:: Exercise description ::
Select every line in the items below that contains the string "small" and copy those lines. Case counts.

──────── Given records ────────

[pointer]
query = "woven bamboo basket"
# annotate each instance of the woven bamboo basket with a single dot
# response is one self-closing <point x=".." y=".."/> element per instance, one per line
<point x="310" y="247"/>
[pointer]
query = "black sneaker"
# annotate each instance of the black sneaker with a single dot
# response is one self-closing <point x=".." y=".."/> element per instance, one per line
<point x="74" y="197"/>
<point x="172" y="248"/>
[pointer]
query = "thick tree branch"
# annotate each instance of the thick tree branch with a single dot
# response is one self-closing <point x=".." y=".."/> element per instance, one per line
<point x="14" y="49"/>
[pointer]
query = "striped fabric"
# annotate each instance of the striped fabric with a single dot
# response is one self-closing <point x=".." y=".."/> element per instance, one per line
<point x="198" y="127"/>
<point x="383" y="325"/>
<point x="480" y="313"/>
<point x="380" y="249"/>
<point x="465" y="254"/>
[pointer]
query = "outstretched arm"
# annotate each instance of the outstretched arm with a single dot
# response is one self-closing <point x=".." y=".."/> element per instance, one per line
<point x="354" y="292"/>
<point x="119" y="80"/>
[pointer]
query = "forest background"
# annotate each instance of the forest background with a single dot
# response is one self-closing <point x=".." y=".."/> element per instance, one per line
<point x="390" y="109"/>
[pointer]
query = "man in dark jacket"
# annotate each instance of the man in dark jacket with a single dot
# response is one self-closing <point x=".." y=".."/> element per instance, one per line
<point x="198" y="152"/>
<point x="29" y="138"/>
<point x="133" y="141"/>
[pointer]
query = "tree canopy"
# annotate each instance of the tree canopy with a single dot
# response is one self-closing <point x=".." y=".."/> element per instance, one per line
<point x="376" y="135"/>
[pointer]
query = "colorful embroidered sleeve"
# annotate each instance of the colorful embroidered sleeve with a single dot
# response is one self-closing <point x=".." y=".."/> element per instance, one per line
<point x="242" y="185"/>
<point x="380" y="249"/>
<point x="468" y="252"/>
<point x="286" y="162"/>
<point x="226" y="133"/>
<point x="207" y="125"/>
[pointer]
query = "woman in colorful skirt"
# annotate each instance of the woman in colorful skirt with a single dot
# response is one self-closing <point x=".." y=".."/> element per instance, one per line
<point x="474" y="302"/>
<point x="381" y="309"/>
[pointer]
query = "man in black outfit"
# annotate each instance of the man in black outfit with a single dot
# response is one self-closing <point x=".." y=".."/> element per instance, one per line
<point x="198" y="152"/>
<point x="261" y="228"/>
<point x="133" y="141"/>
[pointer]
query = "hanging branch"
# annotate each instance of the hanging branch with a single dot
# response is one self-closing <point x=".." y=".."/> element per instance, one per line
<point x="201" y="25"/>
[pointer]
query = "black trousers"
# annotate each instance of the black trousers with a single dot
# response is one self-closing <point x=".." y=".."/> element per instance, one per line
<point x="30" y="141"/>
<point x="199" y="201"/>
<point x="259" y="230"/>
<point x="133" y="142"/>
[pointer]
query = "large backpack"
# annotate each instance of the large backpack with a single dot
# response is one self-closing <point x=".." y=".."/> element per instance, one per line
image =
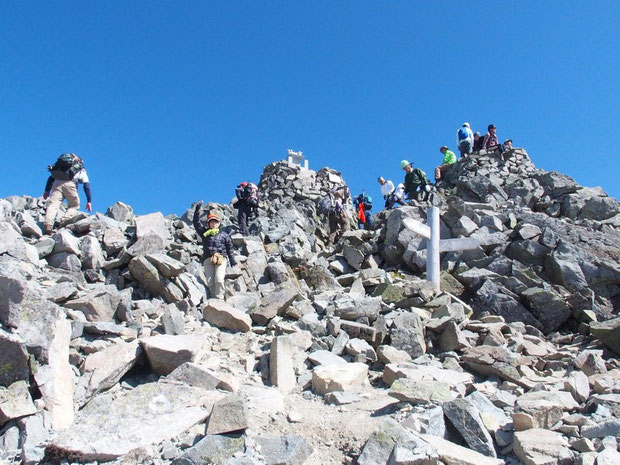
<point x="326" y="205"/>
<point x="66" y="167"/>
<point x="421" y="176"/>
<point x="250" y="194"/>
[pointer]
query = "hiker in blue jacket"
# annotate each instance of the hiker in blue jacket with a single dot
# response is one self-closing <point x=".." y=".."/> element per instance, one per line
<point x="465" y="140"/>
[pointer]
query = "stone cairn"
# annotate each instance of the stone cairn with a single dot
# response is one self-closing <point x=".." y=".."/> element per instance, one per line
<point x="112" y="352"/>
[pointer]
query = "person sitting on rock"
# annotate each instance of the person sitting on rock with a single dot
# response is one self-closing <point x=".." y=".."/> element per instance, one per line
<point x="478" y="140"/>
<point x="416" y="182"/>
<point x="465" y="140"/>
<point x="66" y="174"/>
<point x="449" y="159"/>
<point x="490" y="141"/>
<point x="363" y="207"/>
<point x="217" y="248"/>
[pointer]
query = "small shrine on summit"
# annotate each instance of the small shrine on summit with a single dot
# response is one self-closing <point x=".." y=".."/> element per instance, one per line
<point x="297" y="159"/>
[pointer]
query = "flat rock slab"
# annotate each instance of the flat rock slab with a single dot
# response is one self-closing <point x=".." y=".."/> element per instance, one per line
<point x="420" y="392"/>
<point x="167" y="352"/>
<point x="284" y="450"/>
<point x="220" y="314"/>
<point x="465" y="417"/>
<point x="107" y="428"/>
<point x="453" y="454"/>
<point x="228" y="415"/>
<point x="349" y="377"/>
<point x="104" y="369"/>
<point x="211" y="449"/>
<point x="541" y="447"/>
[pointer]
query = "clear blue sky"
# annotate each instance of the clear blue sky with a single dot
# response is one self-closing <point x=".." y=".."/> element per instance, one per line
<point x="173" y="102"/>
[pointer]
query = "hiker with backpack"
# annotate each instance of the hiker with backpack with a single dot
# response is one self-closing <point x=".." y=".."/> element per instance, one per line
<point x="217" y="250"/>
<point x="363" y="207"/>
<point x="449" y="159"/>
<point x="416" y="182"/>
<point x="65" y="174"/>
<point x="247" y="204"/>
<point x="333" y="209"/>
<point x="478" y="140"/>
<point x="490" y="141"/>
<point x="465" y="139"/>
<point x="390" y="194"/>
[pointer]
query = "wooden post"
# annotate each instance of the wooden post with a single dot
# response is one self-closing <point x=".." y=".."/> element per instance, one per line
<point x="432" y="251"/>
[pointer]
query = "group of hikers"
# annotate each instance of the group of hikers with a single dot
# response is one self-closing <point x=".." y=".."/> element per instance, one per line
<point x="68" y="171"/>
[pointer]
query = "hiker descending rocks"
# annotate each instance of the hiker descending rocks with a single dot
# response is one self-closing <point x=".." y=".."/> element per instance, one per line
<point x="490" y="139"/>
<point x="478" y="140"/>
<point x="217" y="249"/>
<point x="390" y="194"/>
<point x="416" y="183"/>
<point x="65" y="175"/>
<point x="465" y="140"/>
<point x="247" y="204"/>
<point x="449" y="159"/>
<point x="333" y="208"/>
<point x="363" y="213"/>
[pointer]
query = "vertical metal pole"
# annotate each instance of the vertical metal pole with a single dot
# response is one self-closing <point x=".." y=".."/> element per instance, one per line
<point x="432" y="250"/>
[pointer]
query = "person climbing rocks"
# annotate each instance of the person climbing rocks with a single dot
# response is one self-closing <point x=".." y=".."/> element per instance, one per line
<point x="389" y="193"/>
<point x="478" y="140"/>
<point x="363" y="207"/>
<point x="490" y="139"/>
<point x="217" y="251"/>
<point x="416" y="182"/>
<point x="246" y="205"/>
<point x="65" y="174"/>
<point x="449" y="159"/>
<point x="337" y="220"/>
<point x="465" y="139"/>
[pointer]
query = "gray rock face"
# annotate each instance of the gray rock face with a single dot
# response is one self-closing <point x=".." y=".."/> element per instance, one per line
<point x="407" y="334"/>
<point x="284" y="450"/>
<point x="228" y="415"/>
<point x="104" y="369"/>
<point x="275" y="303"/>
<point x="223" y="315"/>
<point x="211" y="449"/>
<point x="108" y="427"/>
<point x="13" y="360"/>
<point x="465" y="417"/>
<point x="167" y="352"/>
<point x="120" y="212"/>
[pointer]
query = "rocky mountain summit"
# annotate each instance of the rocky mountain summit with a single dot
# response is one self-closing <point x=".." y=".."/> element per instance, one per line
<point x="111" y="351"/>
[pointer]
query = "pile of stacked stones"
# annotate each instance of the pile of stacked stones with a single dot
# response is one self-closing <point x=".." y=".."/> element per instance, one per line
<point x="111" y="350"/>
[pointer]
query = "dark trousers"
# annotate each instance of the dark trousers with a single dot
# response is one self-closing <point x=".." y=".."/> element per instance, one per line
<point x="242" y="217"/>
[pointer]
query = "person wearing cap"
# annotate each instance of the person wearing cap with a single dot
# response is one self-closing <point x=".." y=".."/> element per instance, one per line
<point x="416" y="181"/>
<point x="490" y="139"/>
<point x="478" y="140"/>
<point x="58" y="188"/>
<point x="363" y="206"/>
<point x="388" y="192"/>
<point x="465" y="139"/>
<point x="217" y="250"/>
<point x="449" y="159"/>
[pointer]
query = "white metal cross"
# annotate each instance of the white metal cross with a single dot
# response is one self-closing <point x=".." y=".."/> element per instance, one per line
<point x="434" y="245"/>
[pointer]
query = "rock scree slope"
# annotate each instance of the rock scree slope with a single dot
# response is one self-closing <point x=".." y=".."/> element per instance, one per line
<point x="111" y="350"/>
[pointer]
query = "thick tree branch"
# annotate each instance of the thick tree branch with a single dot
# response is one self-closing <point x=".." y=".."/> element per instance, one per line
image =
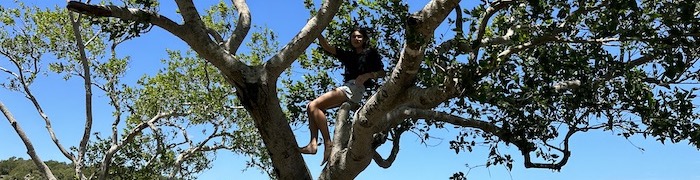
<point x="43" y="168"/>
<point x="284" y="58"/>
<point x="386" y="163"/>
<point x="420" y="27"/>
<point x="242" y="27"/>
<point x="88" y="96"/>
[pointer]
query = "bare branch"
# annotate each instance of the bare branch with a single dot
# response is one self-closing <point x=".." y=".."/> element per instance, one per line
<point x="189" y="13"/>
<point x="566" y="85"/>
<point x="127" y="14"/>
<point x="402" y="113"/>
<point x="558" y="165"/>
<point x="43" y="168"/>
<point x="88" y="95"/>
<point x="284" y="58"/>
<point x="490" y="11"/>
<point x="129" y="138"/>
<point x="242" y="27"/>
<point x="29" y="95"/>
<point x="217" y="37"/>
<point x="9" y="72"/>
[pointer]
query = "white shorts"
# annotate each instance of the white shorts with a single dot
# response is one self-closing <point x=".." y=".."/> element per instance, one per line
<point x="353" y="91"/>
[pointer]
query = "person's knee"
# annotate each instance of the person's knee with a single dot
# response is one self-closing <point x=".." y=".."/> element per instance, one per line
<point x="311" y="106"/>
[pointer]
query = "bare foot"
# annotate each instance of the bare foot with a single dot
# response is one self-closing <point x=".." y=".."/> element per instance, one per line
<point x="309" y="149"/>
<point x="327" y="152"/>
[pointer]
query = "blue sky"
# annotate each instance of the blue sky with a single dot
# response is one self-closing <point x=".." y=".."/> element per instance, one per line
<point x="596" y="155"/>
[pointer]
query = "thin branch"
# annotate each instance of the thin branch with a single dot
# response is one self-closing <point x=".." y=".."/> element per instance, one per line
<point x="88" y="95"/>
<point x="189" y="13"/>
<point x="129" y="138"/>
<point x="556" y="166"/>
<point x="242" y="27"/>
<point x="217" y="37"/>
<point x="43" y="168"/>
<point x="490" y="11"/>
<point x="128" y="14"/>
<point x="9" y="72"/>
<point x="284" y="58"/>
<point x="28" y="94"/>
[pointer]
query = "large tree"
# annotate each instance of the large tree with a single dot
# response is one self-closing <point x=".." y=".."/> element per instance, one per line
<point x="152" y="120"/>
<point x="528" y="74"/>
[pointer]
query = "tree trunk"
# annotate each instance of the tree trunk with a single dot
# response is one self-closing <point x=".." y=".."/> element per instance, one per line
<point x="261" y="101"/>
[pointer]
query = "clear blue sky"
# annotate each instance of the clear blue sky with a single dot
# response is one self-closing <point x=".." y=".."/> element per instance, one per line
<point x="596" y="155"/>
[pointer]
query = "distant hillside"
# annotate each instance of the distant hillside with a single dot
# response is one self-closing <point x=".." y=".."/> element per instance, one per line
<point x="19" y="168"/>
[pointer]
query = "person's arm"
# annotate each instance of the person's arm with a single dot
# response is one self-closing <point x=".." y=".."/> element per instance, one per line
<point x="324" y="44"/>
<point x="376" y="68"/>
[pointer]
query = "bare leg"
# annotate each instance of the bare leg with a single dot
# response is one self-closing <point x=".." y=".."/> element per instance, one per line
<point x="317" y="119"/>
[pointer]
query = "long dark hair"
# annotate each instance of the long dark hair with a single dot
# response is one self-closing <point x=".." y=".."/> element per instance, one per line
<point x="365" y="35"/>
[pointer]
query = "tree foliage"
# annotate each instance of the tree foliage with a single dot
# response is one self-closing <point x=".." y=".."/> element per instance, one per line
<point x="528" y="74"/>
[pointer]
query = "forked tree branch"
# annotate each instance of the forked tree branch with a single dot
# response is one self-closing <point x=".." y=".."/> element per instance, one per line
<point x="189" y="13"/>
<point x="88" y="95"/>
<point x="132" y="14"/>
<point x="29" y="95"/>
<point x="490" y="11"/>
<point x="106" y="161"/>
<point x="242" y="27"/>
<point x="286" y="56"/>
<point x="43" y="168"/>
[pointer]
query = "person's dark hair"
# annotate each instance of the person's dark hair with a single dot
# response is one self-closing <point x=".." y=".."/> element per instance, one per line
<point x="365" y="34"/>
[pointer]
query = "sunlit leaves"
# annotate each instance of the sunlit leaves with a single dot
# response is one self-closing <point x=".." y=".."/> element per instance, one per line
<point x="263" y="44"/>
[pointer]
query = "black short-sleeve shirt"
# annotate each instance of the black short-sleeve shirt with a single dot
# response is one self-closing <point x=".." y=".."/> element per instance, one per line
<point x="360" y="63"/>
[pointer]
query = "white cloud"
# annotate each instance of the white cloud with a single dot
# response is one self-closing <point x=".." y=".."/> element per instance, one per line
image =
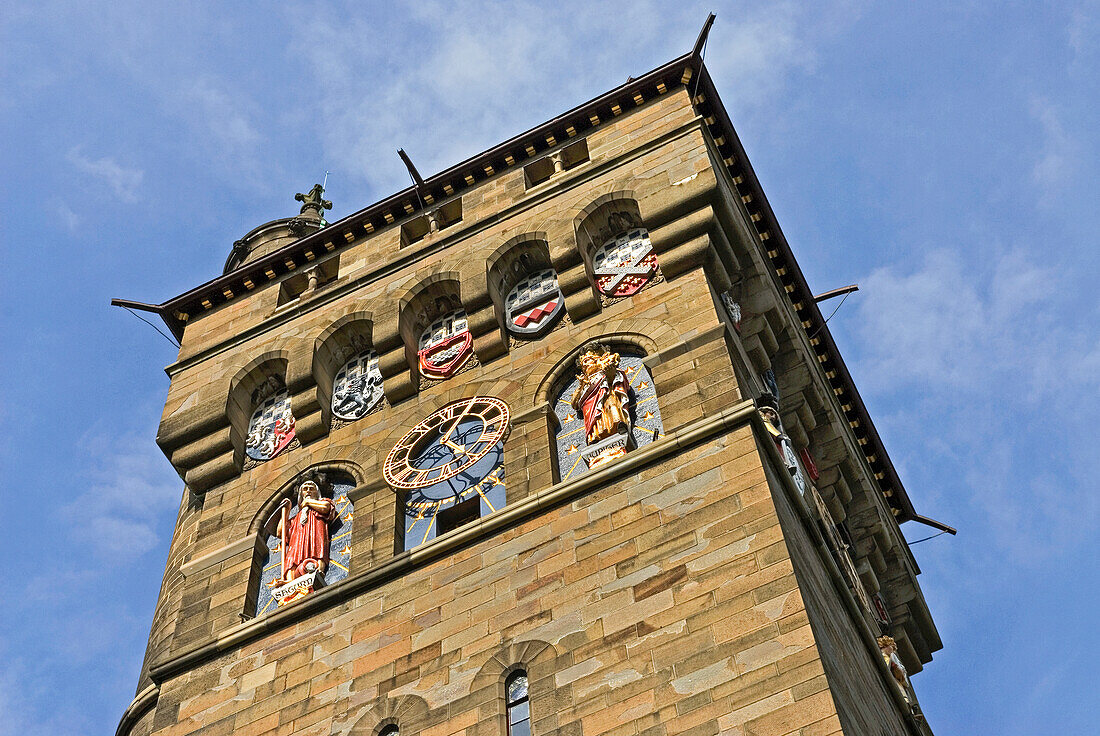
<point x="131" y="490"/>
<point x="220" y="116"/>
<point x="473" y="76"/>
<point x="1008" y="383"/>
<point x="122" y="180"/>
<point x="1059" y="152"/>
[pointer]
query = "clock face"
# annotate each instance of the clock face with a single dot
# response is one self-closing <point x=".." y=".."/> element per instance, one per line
<point x="450" y="441"/>
<point x="454" y="456"/>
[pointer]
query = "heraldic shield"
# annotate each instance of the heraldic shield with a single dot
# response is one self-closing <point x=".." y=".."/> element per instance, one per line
<point x="625" y="263"/>
<point x="358" y="386"/>
<point x="271" y="428"/>
<point x="446" y="347"/>
<point x="535" y="304"/>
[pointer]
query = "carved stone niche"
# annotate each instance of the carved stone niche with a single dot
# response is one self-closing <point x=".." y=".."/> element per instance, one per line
<point x="435" y="329"/>
<point x="350" y="338"/>
<point x="525" y="290"/>
<point x="248" y="392"/>
<point x="605" y="221"/>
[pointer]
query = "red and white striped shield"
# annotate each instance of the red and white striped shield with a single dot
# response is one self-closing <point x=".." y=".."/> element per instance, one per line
<point x="624" y="264"/>
<point x="446" y="345"/>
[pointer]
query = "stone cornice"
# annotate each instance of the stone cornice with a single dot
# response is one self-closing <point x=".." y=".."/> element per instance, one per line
<point x="688" y="436"/>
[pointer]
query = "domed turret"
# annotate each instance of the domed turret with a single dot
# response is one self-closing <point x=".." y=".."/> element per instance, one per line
<point x="273" y="235"/>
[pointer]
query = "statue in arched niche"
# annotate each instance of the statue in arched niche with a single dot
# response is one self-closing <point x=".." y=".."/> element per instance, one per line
<point x="603" y="398"/>
<point x="305" y="538"/>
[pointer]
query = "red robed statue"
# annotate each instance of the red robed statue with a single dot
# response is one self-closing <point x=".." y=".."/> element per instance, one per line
<point x="306" y="535"/>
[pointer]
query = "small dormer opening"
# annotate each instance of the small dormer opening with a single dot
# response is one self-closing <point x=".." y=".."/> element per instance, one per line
<point x="435" y="220"/>
<point x="562" y="160"/>
<point x="309" y="281"/>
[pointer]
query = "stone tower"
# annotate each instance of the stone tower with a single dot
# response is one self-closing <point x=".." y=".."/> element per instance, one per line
<point x="554" y="441"/>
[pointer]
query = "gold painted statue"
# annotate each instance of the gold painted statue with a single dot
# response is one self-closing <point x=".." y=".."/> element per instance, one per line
<point x="889" y="649"/>
<point x="603" y="398"/>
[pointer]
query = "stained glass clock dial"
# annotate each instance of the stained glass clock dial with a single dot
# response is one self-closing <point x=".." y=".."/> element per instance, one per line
<point x="453" y="457"/>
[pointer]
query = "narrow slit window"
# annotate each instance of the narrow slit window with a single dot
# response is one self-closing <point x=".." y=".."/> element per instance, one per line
<point x="519" y="710"/>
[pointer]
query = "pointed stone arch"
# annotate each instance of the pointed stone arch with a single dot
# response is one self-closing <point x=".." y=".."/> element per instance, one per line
<point x="540" y="661"/>
<point x="409" y="713"/>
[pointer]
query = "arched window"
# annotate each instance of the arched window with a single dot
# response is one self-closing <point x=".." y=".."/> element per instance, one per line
<point x="518" y="705"/>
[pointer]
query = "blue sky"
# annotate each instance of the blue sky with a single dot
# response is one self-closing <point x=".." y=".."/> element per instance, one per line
<point x="941" y="154"/>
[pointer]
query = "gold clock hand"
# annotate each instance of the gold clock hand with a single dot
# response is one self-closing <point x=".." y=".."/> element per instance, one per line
<point x="457" y="448"/>
<point x="459" y="420"/>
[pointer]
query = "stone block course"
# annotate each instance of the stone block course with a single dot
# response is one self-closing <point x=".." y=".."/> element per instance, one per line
<point x="669" y="601"/>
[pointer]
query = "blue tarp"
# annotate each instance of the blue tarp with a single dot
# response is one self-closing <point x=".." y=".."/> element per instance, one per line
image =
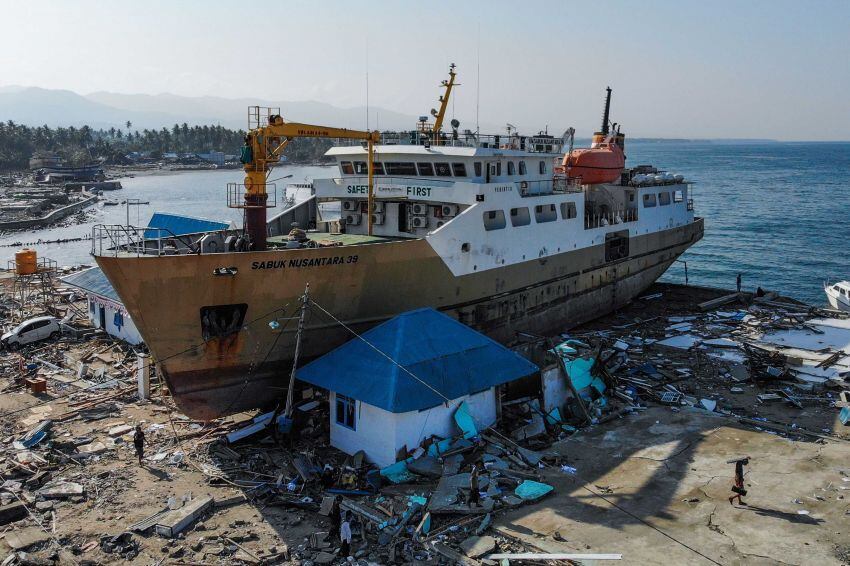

────────

:: Task result ::
query = "small shrine on summit"
# annotate each instance of the small shrine on summit with a single dot
query = "small dormer opening"
# annotate each instance of the small dormer opening with a single dot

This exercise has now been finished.